··· Kaynak Metin
ABD, TRUMP DÖNEMİNDE AVRUPA’DA KENDİ AŞIRI SAĞINI BESLEDİ
Avrupa’daki sağ parti ve hareketlerin; ABD sağı, İsrail sağı ve Putin’in Rusya’sı ile ilişkilerine dair biraz komplovari biraz da somut bilgilere dayalı şu türden bir argüman söz konusu: ABD ve Rusya, sağ akımların önünü açıyor, onları kurumsal, söylemsel ve finansal açıdan besliyor, etki altına alıyor. Özetle inorganik bir duruma dikkat çekiliyor. Nitekim bu okuma tarzı, Afrika ve Ortadoğu ülkelerine de teşmil kılınmakta. Bu komplovari bir okuma mı yoksa gerçekçi bir okuma mı?
Bu komplovari bir okuma değil, gerçeğin ta kendisi. Vladimir Putin Rusya’sının Orta ve Batı Avrupa’daki aşırı sağcı partileri ideolojik, politik, hatta yeri geldiğinde finansal açıdan desteklediği bir sır değil. Fransa’da 2017’deki cumhurbaşkanı seçim kampanyasında Emmanuel Macron’un rakibi olan aşırı sağcı Marine Le Pen, seçime birkaç hafta kala Kremlin’de devlet başkanı gibi boşuna konuk edilmedi. Le Pen’in partisine bir Rus bankası boşuna kredi vermedi. Le Pen’in partisine mensup kimi vekiller Kırım’ın Rusya tarafından ilhakının ardından buradaki sözde referanduma boşuna gözlemci olarak gitmedi. Aynı şekilde İtalya’nın aşırı sağcı liderlerinden Matteo Salvini’nin Rusya’ya yakınlığı dillere destandır. Bugün Batı Avrupa devletlerinin gözünde aşırı sağcı bir lider olarak görülen Macaristan Başbakanı Viktor Orban’ı ve Alman AfD partisini de örnek gösterebiliriz. ABD de Donald Trump döneminde Avrupa’da kendi aşırı sağını ya da milliyetçilerini beslemeye başladı. Trump’ın baş danışmanlarından Steve Bannon, Trump ideolojisini örgütlemek için aylar boyu Avrupa’da dolaştı. Bu nedenle Avrupa’daki milliyetçiler bir ara Rusçular ve Amerikancılar ya da “Putin hayranları” ile “Trump hayranları” diye ikiye bölündüler.
······
**Metne Dair Sorular**
[a] Avrupa'daki aşırı sağ hakkındaki metne göre aşağıdaki soruları yanıtlayın:
(i) Le Pen'in partisine kim kredi verdi?
(ii) Trump ideolojisini örgütlemek için aylar boyu Avrupa'da dolaşan kimdi?
(iii) Avrupa'daki milliyetçiler hangi iki gruba bölündü?
[b] Avrupa'daki aşırı sağ hakkındaki metni son cümlesinin ardından nasıl sürdürürsünüz? Kaldığı yerden devam edin.
··· Veri Listesi
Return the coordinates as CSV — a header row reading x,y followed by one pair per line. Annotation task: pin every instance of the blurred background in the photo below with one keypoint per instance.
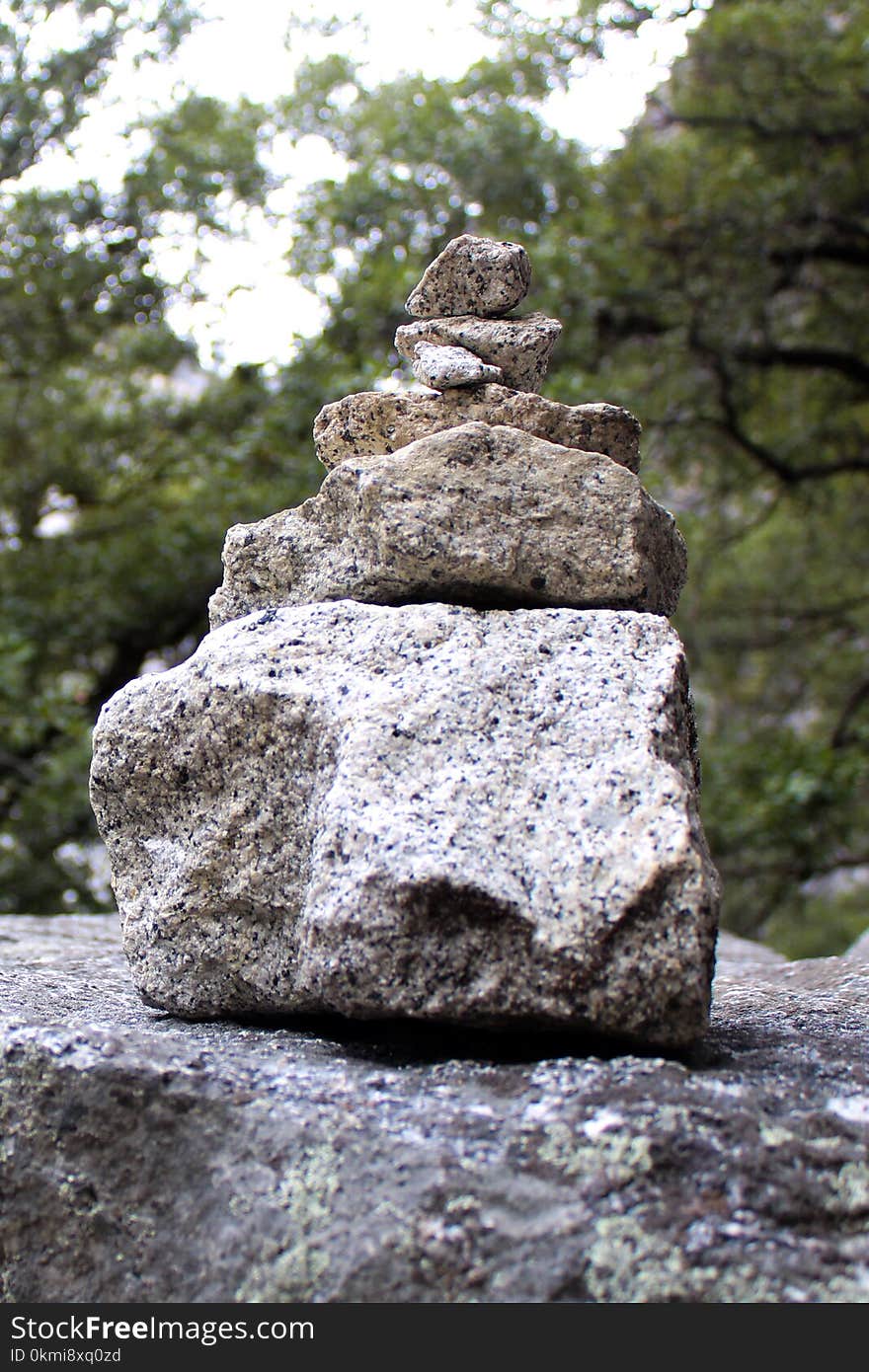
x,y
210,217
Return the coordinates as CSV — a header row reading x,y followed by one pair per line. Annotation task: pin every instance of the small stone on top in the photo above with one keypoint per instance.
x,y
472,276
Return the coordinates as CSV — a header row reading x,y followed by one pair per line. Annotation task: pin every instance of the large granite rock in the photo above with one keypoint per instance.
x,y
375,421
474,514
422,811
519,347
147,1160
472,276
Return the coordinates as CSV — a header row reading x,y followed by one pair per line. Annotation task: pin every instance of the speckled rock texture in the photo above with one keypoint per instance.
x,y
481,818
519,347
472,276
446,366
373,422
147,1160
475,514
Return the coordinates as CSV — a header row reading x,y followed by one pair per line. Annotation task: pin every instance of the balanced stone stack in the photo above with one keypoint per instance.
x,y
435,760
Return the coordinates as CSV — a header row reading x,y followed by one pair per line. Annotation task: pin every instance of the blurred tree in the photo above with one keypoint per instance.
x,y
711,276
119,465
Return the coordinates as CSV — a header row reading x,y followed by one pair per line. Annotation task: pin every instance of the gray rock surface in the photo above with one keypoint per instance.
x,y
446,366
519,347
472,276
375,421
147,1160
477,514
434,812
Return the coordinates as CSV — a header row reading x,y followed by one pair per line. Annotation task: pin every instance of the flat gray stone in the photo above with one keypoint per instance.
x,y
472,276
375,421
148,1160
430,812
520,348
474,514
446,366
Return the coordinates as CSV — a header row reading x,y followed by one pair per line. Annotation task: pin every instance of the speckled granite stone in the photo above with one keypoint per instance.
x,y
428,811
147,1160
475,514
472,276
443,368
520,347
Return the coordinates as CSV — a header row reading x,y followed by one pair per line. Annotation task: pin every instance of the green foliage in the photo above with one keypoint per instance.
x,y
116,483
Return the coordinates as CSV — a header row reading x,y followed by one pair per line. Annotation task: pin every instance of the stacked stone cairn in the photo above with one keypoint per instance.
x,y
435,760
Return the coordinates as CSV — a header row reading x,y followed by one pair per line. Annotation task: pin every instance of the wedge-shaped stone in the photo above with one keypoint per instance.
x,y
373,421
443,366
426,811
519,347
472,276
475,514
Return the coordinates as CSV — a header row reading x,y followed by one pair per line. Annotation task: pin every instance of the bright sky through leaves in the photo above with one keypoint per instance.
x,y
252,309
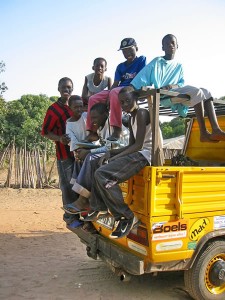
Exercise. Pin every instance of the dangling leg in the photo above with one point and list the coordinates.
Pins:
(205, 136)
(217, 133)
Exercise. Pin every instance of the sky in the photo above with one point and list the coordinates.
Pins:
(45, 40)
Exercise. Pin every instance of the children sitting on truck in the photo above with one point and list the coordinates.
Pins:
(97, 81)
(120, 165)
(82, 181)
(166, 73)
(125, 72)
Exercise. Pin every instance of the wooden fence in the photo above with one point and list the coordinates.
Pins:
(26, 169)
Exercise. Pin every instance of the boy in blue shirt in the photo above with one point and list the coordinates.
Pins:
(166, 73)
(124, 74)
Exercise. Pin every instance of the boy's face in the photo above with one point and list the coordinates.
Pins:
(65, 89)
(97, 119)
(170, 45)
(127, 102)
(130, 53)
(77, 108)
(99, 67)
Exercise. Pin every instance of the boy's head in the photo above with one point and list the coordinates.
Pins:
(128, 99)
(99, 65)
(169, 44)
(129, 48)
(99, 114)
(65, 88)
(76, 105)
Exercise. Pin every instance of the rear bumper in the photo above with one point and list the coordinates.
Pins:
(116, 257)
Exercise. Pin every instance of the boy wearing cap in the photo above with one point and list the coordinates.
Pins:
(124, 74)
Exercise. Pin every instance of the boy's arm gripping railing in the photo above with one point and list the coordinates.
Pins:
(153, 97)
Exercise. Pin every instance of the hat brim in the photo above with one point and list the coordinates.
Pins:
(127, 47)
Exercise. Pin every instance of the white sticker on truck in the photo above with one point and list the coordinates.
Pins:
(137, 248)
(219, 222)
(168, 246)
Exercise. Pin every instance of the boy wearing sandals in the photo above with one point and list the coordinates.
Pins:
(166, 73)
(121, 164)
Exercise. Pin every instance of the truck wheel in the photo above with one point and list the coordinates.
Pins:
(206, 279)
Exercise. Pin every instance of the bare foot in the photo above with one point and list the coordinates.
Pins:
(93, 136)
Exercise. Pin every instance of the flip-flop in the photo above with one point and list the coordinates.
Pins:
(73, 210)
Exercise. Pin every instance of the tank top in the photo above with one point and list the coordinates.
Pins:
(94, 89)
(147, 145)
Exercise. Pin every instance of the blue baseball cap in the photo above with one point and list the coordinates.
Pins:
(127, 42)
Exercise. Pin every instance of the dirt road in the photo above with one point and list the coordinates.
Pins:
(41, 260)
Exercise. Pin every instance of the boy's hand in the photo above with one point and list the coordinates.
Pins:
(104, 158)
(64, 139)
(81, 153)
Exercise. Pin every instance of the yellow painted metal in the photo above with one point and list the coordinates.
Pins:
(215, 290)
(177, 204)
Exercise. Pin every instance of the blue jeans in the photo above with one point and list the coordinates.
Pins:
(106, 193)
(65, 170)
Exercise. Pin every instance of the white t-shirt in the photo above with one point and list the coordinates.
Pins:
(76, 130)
······
**Alıştırma Yanıtları**
[a]
(i) Bir Rus bankası.
(ii) Trump'ın baş danışmanlarından Steve Bannon.
(iii) Rusçular ve Amerikancılar, yani "Putin hayranları" ile "Trump hayranları".

[b]
AB OLDUM OLASI ELİTİST BİR PROJEDİR
25 yıldır sağın güçlenmesine yol açan dinamiklerden birinin de Brüksel bürokrasisinin tepeden inmeci, elitist, kibirli ve devletlerin egemenlik haklarını aşındırmanın yarattığı rahatsızlık olduğuna dair okuma biçimine ne dersiniz? Başta Macaristan, Avusturya ve Polonya’daki siyasi liderlerin orta sınıfa, aileye, milli kültüre, köylüye, gençliğe ve Hristiyan değerlerine yönelik retorikleri de etkili olduğu söylenir. Bundan dolayı analistler bunları popülist liderler olarak tanımlıyorlar. Elitist-popülist çatışması söz konusu mu?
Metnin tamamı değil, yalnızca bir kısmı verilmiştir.